> **Exercise details**:
In the records below, list every line that contains the word "motorcycle", copying each line in full.

──────────

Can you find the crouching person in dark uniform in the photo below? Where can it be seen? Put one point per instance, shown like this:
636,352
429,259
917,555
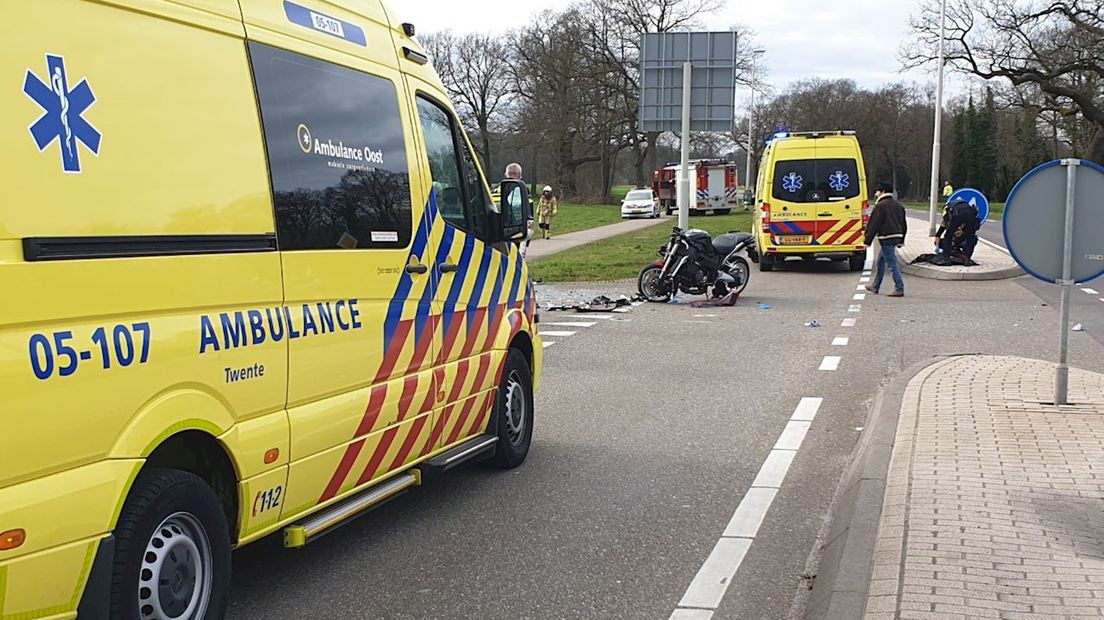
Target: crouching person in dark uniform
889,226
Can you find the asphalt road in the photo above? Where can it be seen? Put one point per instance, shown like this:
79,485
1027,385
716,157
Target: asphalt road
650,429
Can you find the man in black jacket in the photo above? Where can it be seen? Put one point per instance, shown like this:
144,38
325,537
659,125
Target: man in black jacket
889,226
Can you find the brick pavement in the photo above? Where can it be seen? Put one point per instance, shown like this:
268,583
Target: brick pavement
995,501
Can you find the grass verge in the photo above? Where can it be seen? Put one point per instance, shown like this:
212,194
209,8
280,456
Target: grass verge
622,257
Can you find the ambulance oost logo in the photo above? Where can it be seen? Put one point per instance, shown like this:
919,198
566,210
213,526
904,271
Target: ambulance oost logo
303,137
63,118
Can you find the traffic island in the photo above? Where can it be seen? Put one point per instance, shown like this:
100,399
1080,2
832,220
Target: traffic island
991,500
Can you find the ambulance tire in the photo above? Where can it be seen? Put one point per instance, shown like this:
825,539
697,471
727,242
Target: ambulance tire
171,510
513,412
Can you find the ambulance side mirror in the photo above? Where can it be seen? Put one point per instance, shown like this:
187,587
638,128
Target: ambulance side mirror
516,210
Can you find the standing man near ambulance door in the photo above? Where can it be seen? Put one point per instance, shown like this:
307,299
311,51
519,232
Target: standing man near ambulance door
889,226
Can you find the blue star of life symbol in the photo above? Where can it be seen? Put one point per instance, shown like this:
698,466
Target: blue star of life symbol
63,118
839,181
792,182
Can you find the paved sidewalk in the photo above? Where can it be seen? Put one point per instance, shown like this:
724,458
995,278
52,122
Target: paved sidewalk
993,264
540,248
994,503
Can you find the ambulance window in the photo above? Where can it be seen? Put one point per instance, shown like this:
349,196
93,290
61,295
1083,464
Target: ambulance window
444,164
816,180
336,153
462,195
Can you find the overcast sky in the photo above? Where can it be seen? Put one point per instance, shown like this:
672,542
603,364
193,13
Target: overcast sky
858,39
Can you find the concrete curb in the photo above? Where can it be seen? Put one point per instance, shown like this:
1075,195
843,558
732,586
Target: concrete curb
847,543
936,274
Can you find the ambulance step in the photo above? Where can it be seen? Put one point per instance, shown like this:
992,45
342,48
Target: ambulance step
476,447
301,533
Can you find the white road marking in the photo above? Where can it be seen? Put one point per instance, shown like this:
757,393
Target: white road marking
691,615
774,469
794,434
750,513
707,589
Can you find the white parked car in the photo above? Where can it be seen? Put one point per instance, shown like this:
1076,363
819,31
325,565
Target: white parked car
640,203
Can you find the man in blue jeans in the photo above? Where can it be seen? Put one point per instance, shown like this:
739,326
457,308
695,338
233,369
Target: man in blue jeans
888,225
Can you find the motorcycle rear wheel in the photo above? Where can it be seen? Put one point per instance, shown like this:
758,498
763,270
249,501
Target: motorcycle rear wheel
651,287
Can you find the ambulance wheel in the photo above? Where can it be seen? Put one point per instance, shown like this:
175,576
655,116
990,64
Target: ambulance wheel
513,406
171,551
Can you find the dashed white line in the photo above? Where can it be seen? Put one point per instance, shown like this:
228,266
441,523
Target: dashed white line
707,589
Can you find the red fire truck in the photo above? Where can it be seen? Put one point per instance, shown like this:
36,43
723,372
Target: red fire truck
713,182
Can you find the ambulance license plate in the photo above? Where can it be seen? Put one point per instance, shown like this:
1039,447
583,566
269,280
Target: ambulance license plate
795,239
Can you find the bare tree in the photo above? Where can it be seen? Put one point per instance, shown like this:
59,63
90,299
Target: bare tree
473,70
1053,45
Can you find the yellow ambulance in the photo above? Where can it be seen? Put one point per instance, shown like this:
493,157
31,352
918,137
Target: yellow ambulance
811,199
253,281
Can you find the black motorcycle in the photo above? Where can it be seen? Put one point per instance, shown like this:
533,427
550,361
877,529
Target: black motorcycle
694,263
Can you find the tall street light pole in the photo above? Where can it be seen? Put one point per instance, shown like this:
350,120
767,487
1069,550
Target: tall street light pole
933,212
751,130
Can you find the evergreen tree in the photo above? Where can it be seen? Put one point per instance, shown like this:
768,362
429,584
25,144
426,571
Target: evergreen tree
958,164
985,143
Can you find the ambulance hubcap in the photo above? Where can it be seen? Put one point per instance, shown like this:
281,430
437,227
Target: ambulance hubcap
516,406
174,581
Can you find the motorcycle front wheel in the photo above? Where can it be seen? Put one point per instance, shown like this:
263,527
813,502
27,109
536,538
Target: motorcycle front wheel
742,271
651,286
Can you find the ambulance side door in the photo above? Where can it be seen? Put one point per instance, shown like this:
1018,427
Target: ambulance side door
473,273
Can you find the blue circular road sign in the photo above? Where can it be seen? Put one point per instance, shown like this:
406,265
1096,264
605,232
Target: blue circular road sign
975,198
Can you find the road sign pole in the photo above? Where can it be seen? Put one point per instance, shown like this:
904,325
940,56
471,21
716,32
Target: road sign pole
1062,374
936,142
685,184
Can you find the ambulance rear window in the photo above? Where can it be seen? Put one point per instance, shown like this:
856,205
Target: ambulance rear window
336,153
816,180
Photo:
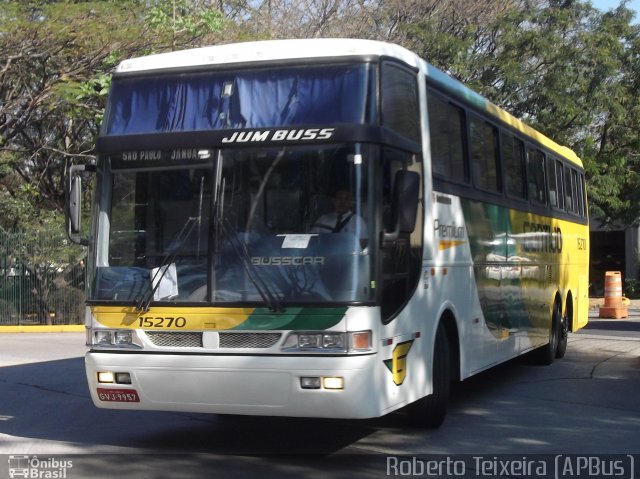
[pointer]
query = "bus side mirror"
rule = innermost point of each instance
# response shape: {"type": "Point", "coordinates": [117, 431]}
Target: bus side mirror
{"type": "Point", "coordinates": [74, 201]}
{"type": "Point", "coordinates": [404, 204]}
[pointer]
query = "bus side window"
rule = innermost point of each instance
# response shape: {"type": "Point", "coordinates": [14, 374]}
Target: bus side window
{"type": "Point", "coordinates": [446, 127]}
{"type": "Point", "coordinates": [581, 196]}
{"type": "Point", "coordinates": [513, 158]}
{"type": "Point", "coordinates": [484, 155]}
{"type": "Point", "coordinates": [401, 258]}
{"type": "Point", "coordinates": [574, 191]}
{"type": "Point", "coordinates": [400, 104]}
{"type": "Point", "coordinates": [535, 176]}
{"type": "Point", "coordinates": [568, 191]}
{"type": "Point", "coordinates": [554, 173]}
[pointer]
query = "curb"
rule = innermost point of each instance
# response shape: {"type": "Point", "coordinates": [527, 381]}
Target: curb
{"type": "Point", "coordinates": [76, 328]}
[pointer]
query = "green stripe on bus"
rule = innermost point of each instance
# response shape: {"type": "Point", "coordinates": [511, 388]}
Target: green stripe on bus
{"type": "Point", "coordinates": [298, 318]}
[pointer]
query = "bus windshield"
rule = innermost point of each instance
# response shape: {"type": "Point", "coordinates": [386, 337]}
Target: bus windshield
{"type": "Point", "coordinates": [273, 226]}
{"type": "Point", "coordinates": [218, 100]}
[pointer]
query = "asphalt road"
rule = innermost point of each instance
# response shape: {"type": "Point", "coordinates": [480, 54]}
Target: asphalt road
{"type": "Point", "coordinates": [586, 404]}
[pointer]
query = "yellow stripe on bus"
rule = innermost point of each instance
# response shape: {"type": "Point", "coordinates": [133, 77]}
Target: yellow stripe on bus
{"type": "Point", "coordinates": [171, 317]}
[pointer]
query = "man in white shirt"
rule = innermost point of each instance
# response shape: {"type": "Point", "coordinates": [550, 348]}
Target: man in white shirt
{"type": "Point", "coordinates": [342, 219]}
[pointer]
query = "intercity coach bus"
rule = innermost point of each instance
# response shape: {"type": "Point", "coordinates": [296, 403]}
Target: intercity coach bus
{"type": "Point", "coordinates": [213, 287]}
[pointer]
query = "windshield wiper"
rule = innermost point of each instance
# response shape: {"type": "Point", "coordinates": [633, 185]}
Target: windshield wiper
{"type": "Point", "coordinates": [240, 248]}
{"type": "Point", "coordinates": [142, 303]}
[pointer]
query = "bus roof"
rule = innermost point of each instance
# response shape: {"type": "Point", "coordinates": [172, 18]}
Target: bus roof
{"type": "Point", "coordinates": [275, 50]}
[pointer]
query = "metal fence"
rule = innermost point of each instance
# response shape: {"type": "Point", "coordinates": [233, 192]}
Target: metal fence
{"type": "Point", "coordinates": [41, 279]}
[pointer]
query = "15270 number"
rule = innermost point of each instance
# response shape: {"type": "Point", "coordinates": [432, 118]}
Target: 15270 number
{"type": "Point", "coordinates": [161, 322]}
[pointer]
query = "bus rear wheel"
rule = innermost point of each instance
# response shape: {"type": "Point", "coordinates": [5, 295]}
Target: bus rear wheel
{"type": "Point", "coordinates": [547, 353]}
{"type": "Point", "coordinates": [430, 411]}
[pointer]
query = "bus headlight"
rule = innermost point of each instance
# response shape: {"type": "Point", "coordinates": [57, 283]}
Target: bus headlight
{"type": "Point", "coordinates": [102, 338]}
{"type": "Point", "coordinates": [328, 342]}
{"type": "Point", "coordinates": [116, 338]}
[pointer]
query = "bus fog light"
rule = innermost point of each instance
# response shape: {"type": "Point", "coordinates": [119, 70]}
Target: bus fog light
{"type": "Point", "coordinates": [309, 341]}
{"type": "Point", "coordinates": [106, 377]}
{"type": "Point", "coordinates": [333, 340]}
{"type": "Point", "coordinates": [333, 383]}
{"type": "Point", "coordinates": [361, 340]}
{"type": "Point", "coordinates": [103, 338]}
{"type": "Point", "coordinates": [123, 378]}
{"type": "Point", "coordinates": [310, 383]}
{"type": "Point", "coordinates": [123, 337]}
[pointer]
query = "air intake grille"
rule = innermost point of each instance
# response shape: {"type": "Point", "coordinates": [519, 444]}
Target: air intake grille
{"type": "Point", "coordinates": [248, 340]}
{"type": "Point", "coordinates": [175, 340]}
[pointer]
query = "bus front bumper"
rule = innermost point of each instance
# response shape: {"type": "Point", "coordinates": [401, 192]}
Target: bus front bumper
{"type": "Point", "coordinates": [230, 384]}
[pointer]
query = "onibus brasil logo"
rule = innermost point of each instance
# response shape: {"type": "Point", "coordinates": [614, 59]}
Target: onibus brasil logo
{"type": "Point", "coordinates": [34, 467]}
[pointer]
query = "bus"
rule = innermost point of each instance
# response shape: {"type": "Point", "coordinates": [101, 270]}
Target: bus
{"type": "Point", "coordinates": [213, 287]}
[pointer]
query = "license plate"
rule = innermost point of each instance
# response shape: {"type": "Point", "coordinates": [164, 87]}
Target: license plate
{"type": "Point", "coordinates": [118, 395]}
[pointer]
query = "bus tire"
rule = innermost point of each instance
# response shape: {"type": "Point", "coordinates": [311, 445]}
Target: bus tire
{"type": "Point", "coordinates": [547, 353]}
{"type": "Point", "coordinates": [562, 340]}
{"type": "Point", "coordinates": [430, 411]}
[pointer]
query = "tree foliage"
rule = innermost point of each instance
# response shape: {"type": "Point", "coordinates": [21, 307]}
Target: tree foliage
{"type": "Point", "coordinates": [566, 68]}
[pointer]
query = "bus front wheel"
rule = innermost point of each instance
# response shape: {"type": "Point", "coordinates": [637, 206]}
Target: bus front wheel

──────────

> **Result**:
Can you find the motorcycle rear wheel in the photo above? Where can it be seen? Put one point per instance, shown like this:
Target: motorcycle rear wheel
Can you find the black motorcycle in the photo above? Where can it be seen? Put one point per instance, shown like this:
Target: black motorcycle
Can you find the motorcycle front wheel in the photo above? Where can it be seen? Put one point per instance, shown like this:
Target: motorcycle front wheel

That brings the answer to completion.